Article:

Aconcagua, 2002-2003 season overview. Aconcagua Park saw a record 5,519 people enter for trekking or climbing, 20 percent more than last year. This increase can be explained by the devaluation of the Argentine peso and by a series of improvements in the park. Two million pesos collected as fees had been reinvested in the park, a considerable amount, though the Gendarmeria Nacional (Border Police) helicopter had more work. There were 208 evacuations (153 the previous season) and, unfortunately, three deaths are a reminder that, while the normal route is easy technically, the altitude, climate, and other factors make the ascent dangerous. In one day in January there were 11 evacuations. On the other hand, there are seven additional rangers, and 180-kg barrels have been installed in the bathrooms to collect organic waste. Despite this ecological improvement, there are no such facilities in Nido de Condores and Berlin camps, and human waste there is a real problem.

The traditional wine feast, Fiesta de la Vendimia, attended in Mendoza, also took place in Plaza de Mulas this year. Also, there was a reality show! It was produced by TV3 from Cataluna, Spain. These people threw a big party in the Geotrek pub in Plaza de Mulas. Other climbers couldn’t sleep until 4 a.m.! The pub was banned.

Challenge 1: Collect every line of the records below that contains the string "interior". Case counts.
The Aconcagua season overview has no connection to the records.

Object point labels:
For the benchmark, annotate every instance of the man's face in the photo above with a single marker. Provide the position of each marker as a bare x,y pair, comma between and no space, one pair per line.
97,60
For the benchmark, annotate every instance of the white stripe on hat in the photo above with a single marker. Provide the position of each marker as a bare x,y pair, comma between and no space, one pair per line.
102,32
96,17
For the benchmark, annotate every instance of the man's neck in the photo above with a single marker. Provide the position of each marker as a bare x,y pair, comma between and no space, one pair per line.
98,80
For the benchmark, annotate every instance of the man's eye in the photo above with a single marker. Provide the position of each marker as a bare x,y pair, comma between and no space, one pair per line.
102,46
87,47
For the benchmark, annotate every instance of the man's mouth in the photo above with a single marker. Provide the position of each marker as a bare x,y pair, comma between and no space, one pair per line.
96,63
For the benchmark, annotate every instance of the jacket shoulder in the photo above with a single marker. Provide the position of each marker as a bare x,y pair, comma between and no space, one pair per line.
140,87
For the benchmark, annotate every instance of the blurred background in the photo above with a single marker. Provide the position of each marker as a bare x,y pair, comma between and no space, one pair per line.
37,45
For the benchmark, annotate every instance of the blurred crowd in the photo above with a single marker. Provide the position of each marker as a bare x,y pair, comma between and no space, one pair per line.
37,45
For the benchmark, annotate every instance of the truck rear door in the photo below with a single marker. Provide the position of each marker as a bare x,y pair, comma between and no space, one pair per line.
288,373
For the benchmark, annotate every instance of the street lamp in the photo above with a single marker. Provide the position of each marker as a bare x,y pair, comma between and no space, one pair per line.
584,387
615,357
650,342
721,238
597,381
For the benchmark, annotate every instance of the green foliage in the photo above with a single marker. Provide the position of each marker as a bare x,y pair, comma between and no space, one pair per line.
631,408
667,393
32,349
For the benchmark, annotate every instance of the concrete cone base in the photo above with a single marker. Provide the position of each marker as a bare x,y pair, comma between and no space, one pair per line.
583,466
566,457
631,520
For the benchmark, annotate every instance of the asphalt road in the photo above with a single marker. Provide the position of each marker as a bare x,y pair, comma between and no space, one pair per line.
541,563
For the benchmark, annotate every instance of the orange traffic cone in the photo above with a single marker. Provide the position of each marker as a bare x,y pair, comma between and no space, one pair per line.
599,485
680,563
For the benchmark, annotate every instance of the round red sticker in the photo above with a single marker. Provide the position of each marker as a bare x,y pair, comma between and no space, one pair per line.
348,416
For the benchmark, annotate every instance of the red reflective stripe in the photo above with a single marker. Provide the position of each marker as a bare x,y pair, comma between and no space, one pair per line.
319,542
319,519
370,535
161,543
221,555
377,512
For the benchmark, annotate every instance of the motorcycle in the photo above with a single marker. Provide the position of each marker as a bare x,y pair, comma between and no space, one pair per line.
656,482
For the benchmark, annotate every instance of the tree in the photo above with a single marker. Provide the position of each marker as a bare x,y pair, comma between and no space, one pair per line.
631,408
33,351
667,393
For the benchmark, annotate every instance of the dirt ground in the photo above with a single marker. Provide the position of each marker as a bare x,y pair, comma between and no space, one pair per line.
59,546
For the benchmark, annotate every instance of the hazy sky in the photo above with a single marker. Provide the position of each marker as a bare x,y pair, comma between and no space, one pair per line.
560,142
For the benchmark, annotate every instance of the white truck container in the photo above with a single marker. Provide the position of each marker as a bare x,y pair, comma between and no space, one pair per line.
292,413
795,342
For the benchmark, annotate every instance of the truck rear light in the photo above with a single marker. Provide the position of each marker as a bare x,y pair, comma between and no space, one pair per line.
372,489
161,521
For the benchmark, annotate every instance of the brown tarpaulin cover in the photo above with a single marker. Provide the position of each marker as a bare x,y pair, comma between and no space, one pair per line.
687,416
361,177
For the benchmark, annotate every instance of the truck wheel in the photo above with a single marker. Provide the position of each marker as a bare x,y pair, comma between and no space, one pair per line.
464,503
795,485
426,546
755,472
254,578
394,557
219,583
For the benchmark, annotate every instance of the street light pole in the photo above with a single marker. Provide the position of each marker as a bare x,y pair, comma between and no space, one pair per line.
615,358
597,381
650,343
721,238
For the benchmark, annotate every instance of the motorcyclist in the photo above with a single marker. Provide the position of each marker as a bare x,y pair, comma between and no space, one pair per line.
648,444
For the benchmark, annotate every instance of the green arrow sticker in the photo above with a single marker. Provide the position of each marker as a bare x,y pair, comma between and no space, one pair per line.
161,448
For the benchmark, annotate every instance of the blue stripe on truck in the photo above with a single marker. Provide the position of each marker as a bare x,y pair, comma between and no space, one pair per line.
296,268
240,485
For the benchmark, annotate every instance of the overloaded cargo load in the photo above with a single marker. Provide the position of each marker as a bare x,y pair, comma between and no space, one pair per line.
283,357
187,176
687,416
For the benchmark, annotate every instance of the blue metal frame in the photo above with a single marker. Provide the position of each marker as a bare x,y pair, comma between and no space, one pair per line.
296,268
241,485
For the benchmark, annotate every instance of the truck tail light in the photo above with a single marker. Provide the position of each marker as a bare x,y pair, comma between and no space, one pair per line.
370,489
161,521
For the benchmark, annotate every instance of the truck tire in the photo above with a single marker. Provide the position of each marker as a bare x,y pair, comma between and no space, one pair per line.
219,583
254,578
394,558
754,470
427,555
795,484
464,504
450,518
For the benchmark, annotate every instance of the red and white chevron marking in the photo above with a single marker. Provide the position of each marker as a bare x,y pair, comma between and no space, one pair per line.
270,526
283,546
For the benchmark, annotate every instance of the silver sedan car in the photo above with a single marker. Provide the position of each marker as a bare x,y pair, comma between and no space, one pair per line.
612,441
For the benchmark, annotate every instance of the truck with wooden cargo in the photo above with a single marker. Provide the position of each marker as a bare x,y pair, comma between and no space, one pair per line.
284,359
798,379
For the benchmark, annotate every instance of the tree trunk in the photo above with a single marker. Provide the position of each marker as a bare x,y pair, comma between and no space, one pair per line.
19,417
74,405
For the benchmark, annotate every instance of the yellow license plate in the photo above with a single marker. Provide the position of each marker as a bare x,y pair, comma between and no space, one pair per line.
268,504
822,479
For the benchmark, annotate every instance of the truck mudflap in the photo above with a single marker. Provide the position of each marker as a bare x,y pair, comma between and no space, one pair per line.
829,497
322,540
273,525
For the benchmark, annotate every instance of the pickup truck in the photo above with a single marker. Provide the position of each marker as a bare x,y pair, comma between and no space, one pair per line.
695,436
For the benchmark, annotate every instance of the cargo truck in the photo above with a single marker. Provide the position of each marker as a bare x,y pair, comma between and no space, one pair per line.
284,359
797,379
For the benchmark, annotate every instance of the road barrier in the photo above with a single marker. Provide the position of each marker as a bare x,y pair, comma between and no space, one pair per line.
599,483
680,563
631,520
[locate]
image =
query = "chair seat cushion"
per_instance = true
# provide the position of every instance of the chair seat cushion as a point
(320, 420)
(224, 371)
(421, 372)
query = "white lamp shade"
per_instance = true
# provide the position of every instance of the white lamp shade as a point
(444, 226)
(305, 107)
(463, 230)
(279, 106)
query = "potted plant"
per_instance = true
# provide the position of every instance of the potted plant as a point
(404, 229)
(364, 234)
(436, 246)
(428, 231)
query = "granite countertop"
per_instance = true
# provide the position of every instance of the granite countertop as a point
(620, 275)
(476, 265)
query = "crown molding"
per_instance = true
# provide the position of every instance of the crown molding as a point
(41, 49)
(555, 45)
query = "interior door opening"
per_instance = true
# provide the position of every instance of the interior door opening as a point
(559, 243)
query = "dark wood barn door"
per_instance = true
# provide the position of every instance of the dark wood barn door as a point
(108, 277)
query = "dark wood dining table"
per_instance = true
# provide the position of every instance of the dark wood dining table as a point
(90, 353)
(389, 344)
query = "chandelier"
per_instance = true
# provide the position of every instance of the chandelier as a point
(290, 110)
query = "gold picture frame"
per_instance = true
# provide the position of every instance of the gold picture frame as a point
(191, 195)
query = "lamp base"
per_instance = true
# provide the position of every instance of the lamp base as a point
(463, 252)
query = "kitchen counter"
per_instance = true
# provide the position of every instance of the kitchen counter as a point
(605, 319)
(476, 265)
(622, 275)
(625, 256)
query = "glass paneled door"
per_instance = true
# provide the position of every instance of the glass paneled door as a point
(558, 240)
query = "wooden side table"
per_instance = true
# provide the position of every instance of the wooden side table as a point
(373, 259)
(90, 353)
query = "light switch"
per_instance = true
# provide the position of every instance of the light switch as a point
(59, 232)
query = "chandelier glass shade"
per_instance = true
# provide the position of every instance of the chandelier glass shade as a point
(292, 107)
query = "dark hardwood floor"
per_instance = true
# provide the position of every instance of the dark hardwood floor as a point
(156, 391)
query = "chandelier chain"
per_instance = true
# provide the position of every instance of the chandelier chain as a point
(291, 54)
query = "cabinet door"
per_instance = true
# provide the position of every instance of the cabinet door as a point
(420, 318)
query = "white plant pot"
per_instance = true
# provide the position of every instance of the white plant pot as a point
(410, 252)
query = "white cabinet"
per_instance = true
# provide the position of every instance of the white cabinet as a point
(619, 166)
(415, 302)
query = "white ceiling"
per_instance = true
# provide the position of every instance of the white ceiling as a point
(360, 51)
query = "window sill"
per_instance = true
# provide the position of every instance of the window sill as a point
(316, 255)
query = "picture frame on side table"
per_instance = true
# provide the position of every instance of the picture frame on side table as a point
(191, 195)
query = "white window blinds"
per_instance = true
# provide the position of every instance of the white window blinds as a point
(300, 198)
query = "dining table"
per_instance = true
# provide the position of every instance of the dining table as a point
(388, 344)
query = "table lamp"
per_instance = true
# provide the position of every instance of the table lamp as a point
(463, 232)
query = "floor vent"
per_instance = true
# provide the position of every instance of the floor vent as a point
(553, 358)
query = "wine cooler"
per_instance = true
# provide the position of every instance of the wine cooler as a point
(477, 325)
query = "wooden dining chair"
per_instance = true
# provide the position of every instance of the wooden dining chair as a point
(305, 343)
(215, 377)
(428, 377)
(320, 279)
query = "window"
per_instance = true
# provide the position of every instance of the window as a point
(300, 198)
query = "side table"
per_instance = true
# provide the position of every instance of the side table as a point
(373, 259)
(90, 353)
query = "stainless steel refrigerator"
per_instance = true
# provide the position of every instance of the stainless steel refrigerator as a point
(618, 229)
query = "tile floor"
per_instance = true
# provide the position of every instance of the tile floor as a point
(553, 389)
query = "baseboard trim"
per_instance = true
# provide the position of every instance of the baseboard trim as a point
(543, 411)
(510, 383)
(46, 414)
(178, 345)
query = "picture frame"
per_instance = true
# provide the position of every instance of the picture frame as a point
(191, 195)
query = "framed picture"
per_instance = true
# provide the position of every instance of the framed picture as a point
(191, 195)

Challenge 2: According to the Aconcagua season overview, how many evacuations were there in the 2002-2003 season?

Correct response 1:
query = "interior door opening"
# provide the position of every instance of the interior door opening as a point

Correct response 2: There were 208 evacuations.